A strong Nash equilibrium is a Nash equilibrium in which there is no non-empty coalition of players that could achieve a Pareto improvement for themselves (not including players outside the coalition) by switching strategies, while the strategies of the other players are held fixed. (Note: "Pareto improvement" is ambiguous as to whether it requires at least one person to become strictly better off while everyone stays at least as well off, or requires everyone to become strictly better off. Everything in this post should make sense using either definition). The prisoner's dilemma is a famous game in which there is no strong Nash equilibrium, since the only Nash equilibrium is for both players to defect, but the coalition consisting of both players could achieve a Pareto improvement by both cooperating instead. The modal combat version of the prisoner's dilemma, in which each player submits a modal agent to play on their behalf, does have strong Nash equilibria (for instance, one player using FairBot while the other uses PrudentBot), and this is part of what makes modal combat appealing. Since the presence of strong Nash equilibria in the modal combat version of the prisoner's dilemma is a selling point for modal combat, a natural question is whether or not all modal combat games have strong Nash equilibria. The answer is no. A natural followup question is whether or not all modal combat games at least have Pareto optimal Nash equilibria (equivalent to strong Nash equilibrium for 2-player games). The answer is still no, but in the second section of this post, I'll consider a better version of the question to which the answer is either "no" or "it's complicated", and I haven't yet figured out which. Let's run through a few examples.

In matching pennies, there are two players, each of which can play $H$ or $T$. If both players do the same thing, then player 1 wins, and if they do opposite things, then player 2 wins. This is a zero-sum game, and hence so is its modal combat version. In two-player zero-sum games, every Nash equilibrium is a strong Nash equilibrium. However,

Theorem 1: In the modal combat version of matching pennies, for any strategy (i.e. probability distribution over modal agents) for either player, there is a strategy for the other player that gets their probability of victory arbitrarily close to $1$. Consequently, there is no Nash equilibrium.

WRITTEN TASKS –
1 - In the passage on strong Nash equilibria in modal combat, what is the only Nash equilibrium of the ordinary prisoner's dilemma?
2 - Carry on the passage on strong Nash equilibria in modal combat, beginning right after its final sentence.

DATA EXCERPTS –
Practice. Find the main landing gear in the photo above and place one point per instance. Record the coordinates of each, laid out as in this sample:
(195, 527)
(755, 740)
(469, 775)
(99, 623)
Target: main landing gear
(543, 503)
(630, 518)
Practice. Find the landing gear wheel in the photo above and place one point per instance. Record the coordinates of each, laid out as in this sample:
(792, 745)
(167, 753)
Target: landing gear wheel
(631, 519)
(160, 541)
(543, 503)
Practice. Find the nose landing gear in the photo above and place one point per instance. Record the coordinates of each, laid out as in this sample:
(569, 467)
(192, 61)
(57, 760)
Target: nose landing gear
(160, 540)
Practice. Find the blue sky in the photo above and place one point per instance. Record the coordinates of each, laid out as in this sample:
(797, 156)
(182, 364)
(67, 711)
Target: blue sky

RESULTS FOR THE EXERCISE –
1 - Both players defecting.

2 -
Proof: Lemma: For any finite set of modal agents of one player type, there is a modal agent of the other player type that wins against all of them.

Lemma$⟹$Theorem 1: Since there are only countably many modal agents to choose from, for any mixed strategy, there must be a finite set of modal agents such that the probability of playing an agent from the set exceeds $1-\epsilon$. The other player can play a modal agent that defeats all of these, and thus wins with probability greater than $1-\epsilon$. Thus a Nash equilibrium would have to allow both players to win with probability $1$, which is impossible.

Sublemma: In the Kripke frame with worlds $\{w_n|n\in N\}$ such that $w_n$ is accessible to $w_m$ iff $n<m$, the behavior of a modal agent must be eventually constant, no matter how the other player behaves in each world.

Sublemma$⟹$Lemma: Consider the agent PerseveranceBot, which, in $w_{n+1}$, takes the action that would defeat what its opponent did in $w_n$. PerseveranceBot is not a modal agent, but if it plays against a modal agent, then its opponent, and consequently PerseveranceBot, will behave in a way that is eventually constant. Thus, for any finite set of modal agents, there is some $N$ such that against any of the agents in the set, PerseveranceBot behaves the same in $w_n$ and $w_m$ whenever $n,m\ge N$. Let $N$PerseveranceBot be the agent which, in $w_{n+1}$, takes the action that would defeat what its opponent did in $w_{min(n,N)}$. $N$PerseveranceBot can be implemented as a modal agent, and behaves identically to PerseveranceBot against its finite set of opponents, thus defeating all of them.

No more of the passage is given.